TEXT SECTION:

The number of applications appropriate depends on the amount of competition for vacancies. In urban areas where schools are abundant, yet competition is intense, it is wise for students to apply to 8-10 schools as long as that number will consider an application. In these situations, each possibility actually is a long shot, and more irons in the fire will improve the likelihood of success. However, in a remote location there may only be one or two realistic options, so that many applications should be sufficient.
What do we do if we aren’t accepted at our first choice school?
The competition for places at schools in some locations is intense and it is important to be realistic about your child’s chances of success. Admission depends on the number of spaces, time of year, as well as his or her personal qualifications compared with the pool of applicants. It is wise to keep your options open by applying to a range of schools. If you feel it is essential that you enroll your child in an independent school, you may have to apply to as many as ten schools in some locations.

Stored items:

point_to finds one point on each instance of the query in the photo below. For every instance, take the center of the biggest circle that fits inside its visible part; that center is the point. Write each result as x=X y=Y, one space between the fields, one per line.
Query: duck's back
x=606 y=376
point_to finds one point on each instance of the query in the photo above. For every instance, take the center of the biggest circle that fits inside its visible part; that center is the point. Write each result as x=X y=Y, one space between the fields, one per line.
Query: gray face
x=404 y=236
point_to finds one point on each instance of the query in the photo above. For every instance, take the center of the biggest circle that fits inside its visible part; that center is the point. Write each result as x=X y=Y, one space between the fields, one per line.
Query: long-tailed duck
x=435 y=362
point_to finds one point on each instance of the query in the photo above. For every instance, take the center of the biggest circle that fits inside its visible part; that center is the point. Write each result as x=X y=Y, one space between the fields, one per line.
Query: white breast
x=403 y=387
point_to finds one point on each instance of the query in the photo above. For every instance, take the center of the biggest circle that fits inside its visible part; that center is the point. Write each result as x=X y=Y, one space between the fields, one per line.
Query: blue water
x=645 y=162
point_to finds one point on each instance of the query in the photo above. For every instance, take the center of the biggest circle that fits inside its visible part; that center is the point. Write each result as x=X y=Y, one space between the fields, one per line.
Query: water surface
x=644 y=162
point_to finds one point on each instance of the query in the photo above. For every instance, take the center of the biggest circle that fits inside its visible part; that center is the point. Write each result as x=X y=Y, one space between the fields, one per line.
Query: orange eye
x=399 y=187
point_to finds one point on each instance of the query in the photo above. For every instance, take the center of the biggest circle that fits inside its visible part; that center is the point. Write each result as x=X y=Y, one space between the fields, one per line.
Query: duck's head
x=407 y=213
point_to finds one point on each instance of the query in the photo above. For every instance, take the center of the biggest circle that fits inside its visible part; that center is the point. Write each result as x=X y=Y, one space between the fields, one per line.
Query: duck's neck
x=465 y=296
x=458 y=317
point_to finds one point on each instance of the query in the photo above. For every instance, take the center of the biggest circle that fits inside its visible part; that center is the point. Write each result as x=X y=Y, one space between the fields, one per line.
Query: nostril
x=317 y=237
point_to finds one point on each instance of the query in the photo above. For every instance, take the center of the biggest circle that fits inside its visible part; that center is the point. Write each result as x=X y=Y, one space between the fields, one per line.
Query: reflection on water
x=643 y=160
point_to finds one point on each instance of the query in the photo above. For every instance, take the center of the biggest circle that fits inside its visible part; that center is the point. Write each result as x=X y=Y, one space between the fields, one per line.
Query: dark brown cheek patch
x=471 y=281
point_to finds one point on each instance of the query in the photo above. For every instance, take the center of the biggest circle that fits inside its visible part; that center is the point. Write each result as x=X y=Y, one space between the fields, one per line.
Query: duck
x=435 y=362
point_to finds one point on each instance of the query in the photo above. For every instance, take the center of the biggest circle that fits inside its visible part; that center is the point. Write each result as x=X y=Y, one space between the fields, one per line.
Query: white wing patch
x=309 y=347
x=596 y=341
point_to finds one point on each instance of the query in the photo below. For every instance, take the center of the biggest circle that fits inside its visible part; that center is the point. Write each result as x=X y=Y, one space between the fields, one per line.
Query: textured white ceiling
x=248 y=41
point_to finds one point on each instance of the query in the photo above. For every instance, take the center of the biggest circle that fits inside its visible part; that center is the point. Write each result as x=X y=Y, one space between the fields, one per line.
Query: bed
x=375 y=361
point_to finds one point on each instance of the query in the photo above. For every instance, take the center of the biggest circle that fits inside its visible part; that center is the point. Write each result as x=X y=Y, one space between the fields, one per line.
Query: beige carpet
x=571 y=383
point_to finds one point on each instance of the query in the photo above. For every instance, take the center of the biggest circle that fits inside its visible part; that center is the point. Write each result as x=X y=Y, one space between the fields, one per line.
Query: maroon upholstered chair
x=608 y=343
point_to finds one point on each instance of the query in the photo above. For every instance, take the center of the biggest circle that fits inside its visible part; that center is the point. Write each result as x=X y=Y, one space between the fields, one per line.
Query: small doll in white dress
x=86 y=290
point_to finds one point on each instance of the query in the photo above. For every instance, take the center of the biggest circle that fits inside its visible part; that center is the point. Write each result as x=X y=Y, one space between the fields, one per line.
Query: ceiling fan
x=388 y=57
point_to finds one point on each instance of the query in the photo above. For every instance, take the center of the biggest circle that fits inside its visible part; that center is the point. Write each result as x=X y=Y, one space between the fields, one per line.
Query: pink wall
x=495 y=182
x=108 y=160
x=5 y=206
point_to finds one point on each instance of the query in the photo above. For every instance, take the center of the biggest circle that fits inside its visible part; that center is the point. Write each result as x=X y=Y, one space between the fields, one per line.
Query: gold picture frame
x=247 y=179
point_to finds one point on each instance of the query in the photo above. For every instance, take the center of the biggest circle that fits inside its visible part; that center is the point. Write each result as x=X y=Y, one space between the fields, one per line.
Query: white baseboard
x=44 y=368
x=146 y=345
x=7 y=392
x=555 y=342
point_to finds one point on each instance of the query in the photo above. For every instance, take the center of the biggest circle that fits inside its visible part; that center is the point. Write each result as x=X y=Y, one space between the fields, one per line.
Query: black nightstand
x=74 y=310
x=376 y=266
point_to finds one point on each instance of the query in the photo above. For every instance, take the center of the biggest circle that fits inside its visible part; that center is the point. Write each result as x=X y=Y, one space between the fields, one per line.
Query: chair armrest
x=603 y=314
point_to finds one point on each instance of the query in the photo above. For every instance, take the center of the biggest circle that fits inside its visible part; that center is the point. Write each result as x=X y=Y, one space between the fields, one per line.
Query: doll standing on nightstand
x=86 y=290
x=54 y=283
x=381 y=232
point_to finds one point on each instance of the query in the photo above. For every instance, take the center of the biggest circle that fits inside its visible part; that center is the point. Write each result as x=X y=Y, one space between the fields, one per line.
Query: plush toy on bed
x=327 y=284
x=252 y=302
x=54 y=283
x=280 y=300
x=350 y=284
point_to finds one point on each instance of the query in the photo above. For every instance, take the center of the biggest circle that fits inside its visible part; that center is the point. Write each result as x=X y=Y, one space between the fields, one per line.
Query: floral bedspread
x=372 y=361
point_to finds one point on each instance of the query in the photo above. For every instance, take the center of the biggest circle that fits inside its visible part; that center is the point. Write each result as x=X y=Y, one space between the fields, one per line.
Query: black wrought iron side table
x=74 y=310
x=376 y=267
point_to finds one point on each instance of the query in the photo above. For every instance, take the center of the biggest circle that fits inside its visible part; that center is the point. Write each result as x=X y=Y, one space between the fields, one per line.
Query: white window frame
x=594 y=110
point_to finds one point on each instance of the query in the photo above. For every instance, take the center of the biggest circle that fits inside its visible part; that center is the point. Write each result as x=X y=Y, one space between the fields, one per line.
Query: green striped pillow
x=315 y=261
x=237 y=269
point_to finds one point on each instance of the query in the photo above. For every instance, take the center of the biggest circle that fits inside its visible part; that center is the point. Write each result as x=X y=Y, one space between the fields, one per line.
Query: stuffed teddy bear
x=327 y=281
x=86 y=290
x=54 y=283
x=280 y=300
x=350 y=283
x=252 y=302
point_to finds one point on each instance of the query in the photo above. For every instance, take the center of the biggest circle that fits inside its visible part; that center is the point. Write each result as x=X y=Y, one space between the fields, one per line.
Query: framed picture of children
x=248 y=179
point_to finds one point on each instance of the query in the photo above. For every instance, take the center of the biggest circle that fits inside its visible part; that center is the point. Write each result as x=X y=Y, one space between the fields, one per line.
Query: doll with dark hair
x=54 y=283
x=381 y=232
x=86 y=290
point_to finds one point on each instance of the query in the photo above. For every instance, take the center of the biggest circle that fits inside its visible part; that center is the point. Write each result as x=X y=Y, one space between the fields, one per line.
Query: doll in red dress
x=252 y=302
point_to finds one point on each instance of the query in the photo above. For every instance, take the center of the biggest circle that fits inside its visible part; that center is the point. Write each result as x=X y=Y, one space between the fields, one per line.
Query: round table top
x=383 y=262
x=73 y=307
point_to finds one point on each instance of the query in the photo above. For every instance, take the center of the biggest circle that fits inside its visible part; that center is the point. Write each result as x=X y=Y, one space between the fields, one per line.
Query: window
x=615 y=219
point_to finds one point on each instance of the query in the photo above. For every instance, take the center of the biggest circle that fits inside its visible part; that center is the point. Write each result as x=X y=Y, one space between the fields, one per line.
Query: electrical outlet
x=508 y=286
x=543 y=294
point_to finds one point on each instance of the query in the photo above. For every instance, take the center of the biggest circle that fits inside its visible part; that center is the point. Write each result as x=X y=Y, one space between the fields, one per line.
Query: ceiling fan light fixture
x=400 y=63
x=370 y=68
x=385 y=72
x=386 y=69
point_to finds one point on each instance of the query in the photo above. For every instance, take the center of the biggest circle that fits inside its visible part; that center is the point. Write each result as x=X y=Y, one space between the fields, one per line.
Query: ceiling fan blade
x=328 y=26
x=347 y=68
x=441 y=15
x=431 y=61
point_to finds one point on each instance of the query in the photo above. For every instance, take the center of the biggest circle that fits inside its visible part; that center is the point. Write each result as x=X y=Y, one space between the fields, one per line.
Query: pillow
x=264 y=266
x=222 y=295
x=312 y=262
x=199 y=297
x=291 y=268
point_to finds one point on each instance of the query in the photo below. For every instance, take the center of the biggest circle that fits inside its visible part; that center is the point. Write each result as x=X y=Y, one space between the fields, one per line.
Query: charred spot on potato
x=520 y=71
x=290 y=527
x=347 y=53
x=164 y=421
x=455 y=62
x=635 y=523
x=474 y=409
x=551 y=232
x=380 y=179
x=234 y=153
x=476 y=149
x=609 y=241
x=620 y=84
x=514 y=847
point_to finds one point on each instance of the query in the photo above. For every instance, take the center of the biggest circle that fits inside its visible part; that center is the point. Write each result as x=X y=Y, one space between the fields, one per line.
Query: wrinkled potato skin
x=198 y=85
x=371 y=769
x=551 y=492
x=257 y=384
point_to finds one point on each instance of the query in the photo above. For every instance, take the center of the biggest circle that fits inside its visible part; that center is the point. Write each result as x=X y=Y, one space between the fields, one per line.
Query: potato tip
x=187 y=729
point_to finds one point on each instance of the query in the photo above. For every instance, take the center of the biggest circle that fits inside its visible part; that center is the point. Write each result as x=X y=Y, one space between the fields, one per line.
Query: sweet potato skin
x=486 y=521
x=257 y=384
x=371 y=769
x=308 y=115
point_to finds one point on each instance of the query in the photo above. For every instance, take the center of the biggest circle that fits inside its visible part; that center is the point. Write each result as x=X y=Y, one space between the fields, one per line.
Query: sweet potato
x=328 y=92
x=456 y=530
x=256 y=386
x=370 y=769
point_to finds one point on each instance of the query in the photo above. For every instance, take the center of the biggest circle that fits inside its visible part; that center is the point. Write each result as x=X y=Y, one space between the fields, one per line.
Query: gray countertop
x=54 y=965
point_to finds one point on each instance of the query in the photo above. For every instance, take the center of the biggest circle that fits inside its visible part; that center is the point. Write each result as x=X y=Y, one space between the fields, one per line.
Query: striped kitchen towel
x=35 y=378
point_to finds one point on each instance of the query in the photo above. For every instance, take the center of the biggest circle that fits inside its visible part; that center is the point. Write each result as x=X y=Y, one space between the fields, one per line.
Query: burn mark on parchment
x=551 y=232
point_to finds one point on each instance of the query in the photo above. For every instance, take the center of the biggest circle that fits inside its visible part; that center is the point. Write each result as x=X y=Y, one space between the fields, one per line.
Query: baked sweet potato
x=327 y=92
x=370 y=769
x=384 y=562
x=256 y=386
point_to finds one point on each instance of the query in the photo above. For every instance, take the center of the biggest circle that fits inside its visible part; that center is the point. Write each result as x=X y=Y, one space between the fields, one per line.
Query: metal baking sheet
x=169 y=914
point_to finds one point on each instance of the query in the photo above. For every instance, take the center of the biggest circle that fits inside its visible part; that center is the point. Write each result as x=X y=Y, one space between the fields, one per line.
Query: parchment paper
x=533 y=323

INSTRUCTIONS:
1 – Reproduce the school admissions text between "The competition for" and "in some locations.", inclusive.
2 – Translate this sentence from the school admissions text into Spanish: "It is wise to keep your options open by applying to a range of schools."

PER-TASK OUTPUTS:
1 –
The competition for places at schools in some locations is intense and it is important to be realistic about your child’s chances of success. Admission depends on the number of spaces, time of year, as well as his or her personal qualifications compared with the pool of applicants. It is wise to keep your options open by applying to a range of schools. If you feel it is essential that you enroll your child in an independent school, you may have to apply to as many as ten schools in some locations.

2 – Es prudente mantener abiertas sus opciones presentando solicitudes a una variedad de escuelas.